→ **AIM OF THE TASK**:
List each action the soundscape text below says artists and other professionals might help carry out on the spaces, buildings and institutions of the urban soundscape.

Start of GIVEN TEXT

Soundscape
‘simultaneously a physical environment and a way of perceiving that environment: it is both a world and a culture constructed to make sense of that world.
The physical aspects of a soundscape consist not only of the sounds themselves […] but also the material objects that create, and sometimes destroy, those
sounds. A soundscape’s cultural aspects incorporate scientific and aesthetic ways of listening, a listener’s relationship to their environment, and the social
circumstances that dictate who gets to hear what‘
Emily Davison: The Soundscape of Modernity
This exhibition and symposium explores our auditory encounter with the urban environment and asks how we might plan for the soundscape of our futures cities, homes and dwellings. It asks in what ways can the soundscape and the practice of
listening inform and make meaningful the experience of living within urban environments. Do we need to revisit our relationship to the sound of cities, if so what changes should be made? What is the role of the artist and other professionals in considering
alternative approaches to listening as well as helping to celebrate, re-imagine and regenerate the spaces, buildings and institutions of the urban soundscape.

End of GIVEN TEXT
Start of PROVIDED RECORDS

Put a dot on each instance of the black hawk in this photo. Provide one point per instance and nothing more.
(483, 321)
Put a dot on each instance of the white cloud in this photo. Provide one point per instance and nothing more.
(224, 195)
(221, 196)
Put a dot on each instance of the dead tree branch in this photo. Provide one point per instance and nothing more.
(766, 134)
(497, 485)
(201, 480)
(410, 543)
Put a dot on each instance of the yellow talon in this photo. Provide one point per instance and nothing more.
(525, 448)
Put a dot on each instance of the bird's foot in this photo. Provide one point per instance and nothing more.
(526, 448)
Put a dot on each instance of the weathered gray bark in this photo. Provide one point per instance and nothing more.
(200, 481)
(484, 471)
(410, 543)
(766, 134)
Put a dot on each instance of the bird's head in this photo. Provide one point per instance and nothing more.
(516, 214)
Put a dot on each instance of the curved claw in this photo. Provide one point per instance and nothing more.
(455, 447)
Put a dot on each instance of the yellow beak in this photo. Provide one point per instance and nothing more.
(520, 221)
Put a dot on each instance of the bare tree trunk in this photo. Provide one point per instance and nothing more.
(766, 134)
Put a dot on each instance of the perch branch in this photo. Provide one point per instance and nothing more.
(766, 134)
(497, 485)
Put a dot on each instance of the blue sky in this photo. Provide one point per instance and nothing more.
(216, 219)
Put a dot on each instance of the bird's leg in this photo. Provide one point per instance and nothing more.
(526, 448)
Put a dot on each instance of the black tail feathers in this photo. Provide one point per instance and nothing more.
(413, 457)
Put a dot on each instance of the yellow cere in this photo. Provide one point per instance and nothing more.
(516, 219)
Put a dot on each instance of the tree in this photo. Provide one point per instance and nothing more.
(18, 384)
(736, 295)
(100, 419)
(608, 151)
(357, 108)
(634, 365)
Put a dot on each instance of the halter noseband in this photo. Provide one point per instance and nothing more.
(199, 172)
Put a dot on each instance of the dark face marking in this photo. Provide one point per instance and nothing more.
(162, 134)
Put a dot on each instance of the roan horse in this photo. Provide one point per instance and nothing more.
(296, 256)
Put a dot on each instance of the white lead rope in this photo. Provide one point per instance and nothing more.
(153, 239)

End of PROVIDED RECORDS

→ **RESPONSE TO THE EXERCISE**:
celebrate, re-imagine, regenerate